───── TEXTO APRESENTADO ─────

Avançar para o conteúdo principal

luz e cor

Em Lisboa o sol é brilhante. Queima as fachadas e deslava o céu. É tão forte que se impinge na minha consciência como os “olás” matinais dos meus vizinhos.
No norte, as cores são mais intensas. Enquanto que cá o sol se pôe como um candeeiro se apaga, lá parece que se dá um curto circuito - irrompem faíscas, espectros vívidos - uma incorreção que o escuro mecanicamente anula.

Acompanhada pelo sol na sua personalidade lisboeta, as caminhadas pela Baixa Pombalina remetem-me para a perenidade da aristocracia. Sinto-a na abertura das praças, nos blocos palacianos que definem ruas inteiras - enraizando-se na cidade como as suas árvores genealógicas -, na calçada que, branca, reflete a luz do sol, do mesmo modo que o rei via deus refletido em si.

O Porto, pelo contrário, gosta de içar a sua identidade burguesa. As casas conseguem ter a mesma alteza, como que a mesma autoridade que as de Lisboa, mas não gostam de se estender ao longo das ruas. Acabam assim que o último elemento prático - as janelas - lhes permitem. 
Imagino que os seus donos originais tivessem algo equivalente ao gosto pelos primeiros nomes que Adorno e Horkheimer apontam nos americanos. Isto é, por um lado, uma reflexão do desprezo por regalias hereditárias e da vontade de individuação e autonomia. Por outro, significa generalização e descartabilidade: arranca o indivíduo das suas raízes, pessoais e históricas. 
Desta maneira, como os seus pores do sol, as casas do Porto são intensas mas fugazes. Quando caminho pela Baixa, pareço estar a passar por filas de pessoas ombro-a-ombro, cada uma vestida com os seus azulejos e jóias de ferro torneado.

───── REGISTOS FORNECIDOS ─────

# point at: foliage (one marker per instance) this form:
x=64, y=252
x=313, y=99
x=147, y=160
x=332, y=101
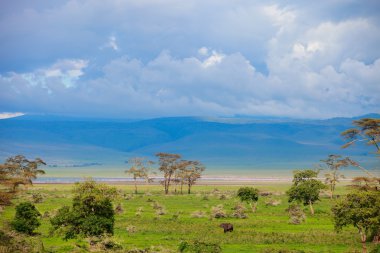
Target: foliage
x=249, y=195
x=17, y=170
x=218, y=212
x=360, y=209
x=366, y=183
x=12, y=242
x=239, y=211
x=140, y=168
x=168, y=165
x=305, y=188
x=297, y=216
x=189, y=173
x=333, y=164
x=199, y=247
x=366, y=130
x=26, y=219
x=92, y=213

─────

• **EXERCÍCIOS**:
a – Indique se cada afirmação concorda com o texto sobre Lisboa e o Porto, respondendo sim ou não e citando as palavras do texto que o decidem.
(i) No norte, as cores são mais intensas.
(ii) As casas do Porto estendem-se ao longo de ruas inteiras.
(iii) Na Baixa Pombalina, a calçada é branca e reflete a luz do sol.
b – Responda a estas perguntas com base no texto sobre Lisboa e o Porto.
(i) Que identidade gosta o Porto de içar?
(ii) Que autores apontam nos americanos o gosto pelos primeiros nomes?
(iii) De que vem vestida cada uma das pessoas com que o texto compara as casas do Porto?

• **RESULTADOS POR ORDEM**:
a –
(i) Sim: "No norte, as cores são mais intensas."
(ii) Não: "mas não gostam de se estender ao longo das ruas."
(iii) Sim: "na calçada que, branca, reflete a luz do sol"

b –
(i) A sua identidade burguesa.
(ii) Adorno e Horkheimer.
(iii) Dos seus azulejos e jóias de ferro torneado.